** begin **

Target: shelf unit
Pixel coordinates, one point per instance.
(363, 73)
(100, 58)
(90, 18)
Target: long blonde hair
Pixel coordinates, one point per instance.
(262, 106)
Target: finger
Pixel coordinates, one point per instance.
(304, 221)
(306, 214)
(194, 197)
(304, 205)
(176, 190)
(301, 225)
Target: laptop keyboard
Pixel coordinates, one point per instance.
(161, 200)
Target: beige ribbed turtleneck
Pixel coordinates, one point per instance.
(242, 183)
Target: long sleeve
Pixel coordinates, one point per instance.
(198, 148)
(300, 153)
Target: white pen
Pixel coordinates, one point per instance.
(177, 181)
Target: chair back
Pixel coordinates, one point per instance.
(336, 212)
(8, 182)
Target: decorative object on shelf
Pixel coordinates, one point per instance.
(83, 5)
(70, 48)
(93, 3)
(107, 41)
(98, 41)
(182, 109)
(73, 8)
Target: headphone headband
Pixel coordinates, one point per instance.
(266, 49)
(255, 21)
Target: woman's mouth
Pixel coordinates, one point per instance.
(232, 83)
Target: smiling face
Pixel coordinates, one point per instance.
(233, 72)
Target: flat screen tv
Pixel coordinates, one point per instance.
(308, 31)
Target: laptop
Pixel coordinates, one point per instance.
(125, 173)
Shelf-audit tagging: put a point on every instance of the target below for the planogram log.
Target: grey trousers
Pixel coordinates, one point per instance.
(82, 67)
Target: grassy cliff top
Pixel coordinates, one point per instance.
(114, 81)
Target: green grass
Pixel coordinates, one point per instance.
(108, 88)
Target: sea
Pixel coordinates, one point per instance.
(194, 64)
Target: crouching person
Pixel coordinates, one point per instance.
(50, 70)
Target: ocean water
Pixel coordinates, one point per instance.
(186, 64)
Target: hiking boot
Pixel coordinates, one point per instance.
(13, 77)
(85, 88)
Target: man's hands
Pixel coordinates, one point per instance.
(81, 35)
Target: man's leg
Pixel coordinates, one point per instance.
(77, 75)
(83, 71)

** end **

--- Brief ---
Copy every line exactly. Leave nothing out.

--- Answer to the exercise ---
Target: shelf unit
Pixel coordinates, one point per instance.
(363, 73)
(100, 58)
(90, 18)
Target: long blonde hair
Pixel coordinates, one point per instance.
(262, 106)
Target: finger
Pixel coordinates, one point per instance.
(304, 221)
(306, 214)
(194, 197)
(304, 205)
(176, 190)
(301, 225)
Target: laptop keyboard
Pixel coordinates, one point per instance.
(161, 200)
Target: beige ribbed turtleneck
Pixel coordinates, one point per instance.
(242, 183)
Target: long sleeve
Pixel coordinates, one point per instance.
(198, 148)
(300, 153)
Target: white pen
Pixel coordinates, one point per instance.
(177, 181)
Target: chair back
Pixel coordinates, one point per instance.
(336, 212)
(8, 182)
Target: decorative object on shelf
Pixel coordinates, one point per instance.
(83, 5)
(70, 48)
(93, 3)
(107, 41)
(98, 41)
(182, 109)
(73, 8)
Target: headphone headband
Pixel coordinates, one point per instance.
(266, 49)
(255, 21)
Target: woman's mouth
Pixel coordinates, one point per instance.
(232, 83)
Target: smiling face
Pixel coordinates, one point per instance.
(233, 72)
Target: flat screen tv
Pixel coordinates, one point per instance.
(308, 31)
Target: laptop
Pixel coordinates, one point per instance.
(125, 173)
Shelf-audit tagging: put a point on every instance of the target below for the planogram log.
Target: grey trousers
Pixel coordinates, one point per instance.
(82, 67)
Target: grassy cliff top
Pixel coordinates, one point per instance.
(114, 81)
Target: green grass
Pixel coordinates, one point per instance.
(108, 88)
Target: sea
Pixel coordinates, one point per instance.
(194, 64)
Target: crouching person
Pixel coordinates, one point per instance.
(50, 70)
Target: ocean water
Pixel coordinates, one point per instance.
(186, 64)
Target: hiking boot
Pixel coordinates, one point per instance.
(13, 77)
(85, 88)
Target: man's hands
Pixel coordinates, one point per instance.
(81, 35)
Target: man's leg
Pixel coordinates, one point per instance.
(77, 75)
(83, 71)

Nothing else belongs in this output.